Cuts and privatisation in the NHS are weakening the health system. In strong protest against measures taken by the government, a march will take place on the 4th of March in London.
Juanjo Andrés Cuervo
Founded in 1948 by Aneurin Bevan, the NHS was put in place to provide a health service which could be accessed by everyone and was to be financed by taxes.
For the first time, different health care professionals including doctors, nurses, pharmacists and dentists were brought together under this organisation which has been around for nearly 70 years.
But at the moment, this iconic symbol which helped rebuild the country after the Second World War is being ruined because of the many cuts the Conservative government is bringing in.
All of this is having an impact on hospitals, GPs, mental healthcare, ambulances and other public services.
Now private businesses are making more profits at the expense of the NHS whose workers have seen their salaries fall by 14% since 2010. In addition, the Sustainability and Transformation Plan which the government introduced at the end of 2015 will see many hospitals closing across the country.
For instance, by the end of this process it is estimated that there will be a reduction of between 40 and 70 of the 140 hospitals which provided emergency care in 2013 in England.
One of the new steps will see technology brought in to replace ‘human contact’ in hospitals and at the same time patients will be brought to community health centres.
But the dilemma is that the funding for these places is also being cut.
Moreover, under the new scheme patients will use a method for paying for these services themselves by way of coupons and personal health budgets.
Consequently, the number of employees in medical centres will fall.

* _WHAT YOU WILL DO_:
Continue the article on NHS cuts and privatisation, picking up right after its last sentence.

Stored items:

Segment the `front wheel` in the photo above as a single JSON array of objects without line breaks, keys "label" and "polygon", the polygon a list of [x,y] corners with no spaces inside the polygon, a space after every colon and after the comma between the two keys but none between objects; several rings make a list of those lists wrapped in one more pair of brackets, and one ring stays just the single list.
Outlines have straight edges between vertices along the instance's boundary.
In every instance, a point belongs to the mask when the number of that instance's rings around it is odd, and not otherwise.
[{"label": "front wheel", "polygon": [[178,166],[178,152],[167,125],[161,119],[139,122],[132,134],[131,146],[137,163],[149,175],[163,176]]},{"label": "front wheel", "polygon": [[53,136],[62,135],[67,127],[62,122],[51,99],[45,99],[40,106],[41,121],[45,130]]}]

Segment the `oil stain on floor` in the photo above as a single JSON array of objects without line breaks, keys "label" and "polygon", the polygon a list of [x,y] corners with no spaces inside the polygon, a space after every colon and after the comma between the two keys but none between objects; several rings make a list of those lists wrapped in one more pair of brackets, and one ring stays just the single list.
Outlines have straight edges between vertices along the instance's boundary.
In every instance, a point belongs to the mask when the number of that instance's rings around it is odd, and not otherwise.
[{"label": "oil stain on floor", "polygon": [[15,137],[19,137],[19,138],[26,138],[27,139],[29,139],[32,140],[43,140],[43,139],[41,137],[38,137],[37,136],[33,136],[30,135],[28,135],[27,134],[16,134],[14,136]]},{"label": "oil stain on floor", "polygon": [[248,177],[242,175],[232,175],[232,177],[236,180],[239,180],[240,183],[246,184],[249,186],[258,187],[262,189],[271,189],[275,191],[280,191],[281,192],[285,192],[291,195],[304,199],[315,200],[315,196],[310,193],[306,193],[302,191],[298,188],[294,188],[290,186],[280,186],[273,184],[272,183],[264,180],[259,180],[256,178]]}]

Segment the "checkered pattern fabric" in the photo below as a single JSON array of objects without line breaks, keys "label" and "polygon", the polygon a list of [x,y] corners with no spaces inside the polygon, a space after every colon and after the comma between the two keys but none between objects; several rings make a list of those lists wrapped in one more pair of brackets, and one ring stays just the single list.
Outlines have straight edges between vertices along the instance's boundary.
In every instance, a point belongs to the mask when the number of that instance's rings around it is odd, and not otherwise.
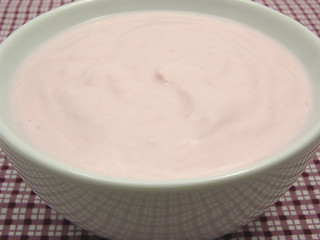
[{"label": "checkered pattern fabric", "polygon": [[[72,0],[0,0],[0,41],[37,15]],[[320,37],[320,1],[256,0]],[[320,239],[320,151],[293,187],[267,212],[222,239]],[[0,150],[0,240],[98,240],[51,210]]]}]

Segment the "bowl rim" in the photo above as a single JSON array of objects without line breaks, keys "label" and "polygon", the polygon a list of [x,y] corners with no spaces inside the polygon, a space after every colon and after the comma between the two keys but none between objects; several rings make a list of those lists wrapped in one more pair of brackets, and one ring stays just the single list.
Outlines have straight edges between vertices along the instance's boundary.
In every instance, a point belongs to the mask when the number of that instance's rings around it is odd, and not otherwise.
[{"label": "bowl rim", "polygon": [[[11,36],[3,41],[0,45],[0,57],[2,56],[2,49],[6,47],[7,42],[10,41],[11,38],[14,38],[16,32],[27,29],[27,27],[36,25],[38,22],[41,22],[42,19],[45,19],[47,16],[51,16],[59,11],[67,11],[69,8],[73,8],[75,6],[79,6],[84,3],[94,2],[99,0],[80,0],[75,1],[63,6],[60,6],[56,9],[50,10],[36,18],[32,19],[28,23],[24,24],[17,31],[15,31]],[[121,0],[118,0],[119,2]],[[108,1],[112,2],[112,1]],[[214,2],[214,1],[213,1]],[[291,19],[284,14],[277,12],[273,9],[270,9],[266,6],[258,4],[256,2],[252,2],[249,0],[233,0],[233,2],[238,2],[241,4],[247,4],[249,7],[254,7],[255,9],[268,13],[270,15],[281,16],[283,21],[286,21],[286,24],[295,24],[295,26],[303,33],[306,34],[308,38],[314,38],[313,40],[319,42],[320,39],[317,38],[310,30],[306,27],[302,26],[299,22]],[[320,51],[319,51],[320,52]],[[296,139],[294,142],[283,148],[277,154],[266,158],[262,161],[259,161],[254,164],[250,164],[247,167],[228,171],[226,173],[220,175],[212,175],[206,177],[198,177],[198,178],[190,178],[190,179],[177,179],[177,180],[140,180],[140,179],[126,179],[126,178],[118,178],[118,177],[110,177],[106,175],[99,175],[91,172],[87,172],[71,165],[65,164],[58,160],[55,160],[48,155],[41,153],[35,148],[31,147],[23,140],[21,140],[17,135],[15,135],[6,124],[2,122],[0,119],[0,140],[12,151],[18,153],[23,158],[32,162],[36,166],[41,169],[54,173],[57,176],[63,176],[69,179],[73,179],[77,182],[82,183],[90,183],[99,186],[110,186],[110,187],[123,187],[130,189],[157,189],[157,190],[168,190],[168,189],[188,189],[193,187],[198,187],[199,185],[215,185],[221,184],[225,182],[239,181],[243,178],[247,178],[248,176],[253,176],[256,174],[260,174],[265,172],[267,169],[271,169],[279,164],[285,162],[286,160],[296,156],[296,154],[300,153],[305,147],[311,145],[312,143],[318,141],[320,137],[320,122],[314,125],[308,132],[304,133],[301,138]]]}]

* _WRITTEN REPLY_:
In addition, the managers of the Sustainability and Transformation Plan will insist that in order to maintain the NHS people will have to pay extra for medical consultations; and waiting times will be longer.
Though the plan was introduced in 2015, it was planned two years before being published. The Tories decided to delay its launch due to fears that they might lose votes :it was ‘politically sensitive’ and the elections were looming on the horizon.
Beforehand, the Minister for Health, Jeremy Hunt, had asserted that the project would be carried out over ‘a ten year programme.’
This has all caused discontent among the British people and has been described as ‘a humanitarian crisis’ by the British Red Cross.
For this reason, the ‘It’s Our NHS’ march, organised by ‘Health Campaigns Together’ and ‘The People’s Assembly’ will bring together various groups in the capital and various activists in the region with the aim of expressing their dissatisfaction with the government concerning the cuts suffered by the NHS in recent years. Together they will march on Parliament to protest and try to avert the end of the NHS, a sacred part of the UK.
Date and time: the 4th of March, 12.00pm; Address : Tavistock Square, London WC1.